WHAT YOU HAVE TO DO — Word for word, transcribe the data below from the line with "job: outline_instances" to the line with "path_fill_rule: evenodd", keeping both of those lines.

THE DATA —
────────

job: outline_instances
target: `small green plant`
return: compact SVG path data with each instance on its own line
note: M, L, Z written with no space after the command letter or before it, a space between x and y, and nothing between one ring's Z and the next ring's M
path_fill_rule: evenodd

────────

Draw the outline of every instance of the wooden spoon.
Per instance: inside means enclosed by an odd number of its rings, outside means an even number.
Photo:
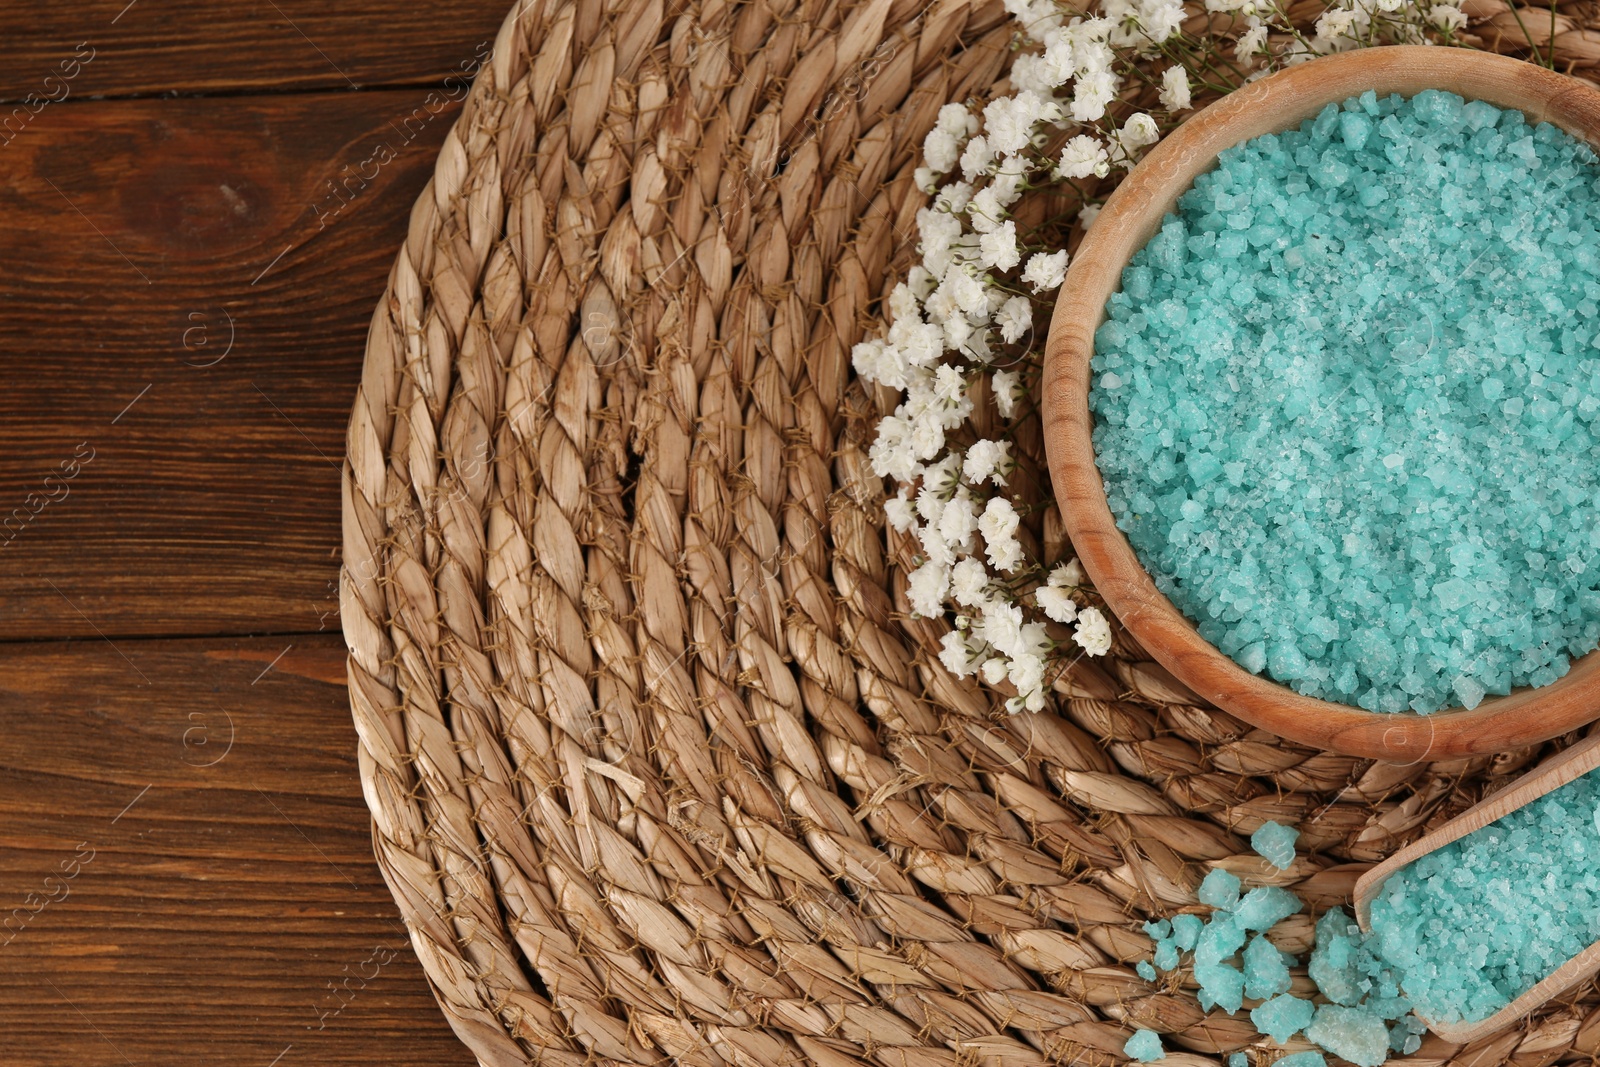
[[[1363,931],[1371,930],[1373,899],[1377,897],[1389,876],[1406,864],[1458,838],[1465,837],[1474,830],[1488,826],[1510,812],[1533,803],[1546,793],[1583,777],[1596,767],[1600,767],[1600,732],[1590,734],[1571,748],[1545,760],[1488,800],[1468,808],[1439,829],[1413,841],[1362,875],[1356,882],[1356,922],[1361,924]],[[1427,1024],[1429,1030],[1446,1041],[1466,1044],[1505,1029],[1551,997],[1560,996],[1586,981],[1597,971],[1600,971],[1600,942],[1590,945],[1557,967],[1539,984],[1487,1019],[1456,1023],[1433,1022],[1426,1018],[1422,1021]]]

────────

RESPONSE BELOW —
job: outline_instances
target: `small green plant`
return: compact SVG path data with each instance on its own line
note: M, L, Z written with no space after the command letter or before it, a space between x and y, and nothing between one ring's Z and the next ring's M
path_fill_rule: evenodd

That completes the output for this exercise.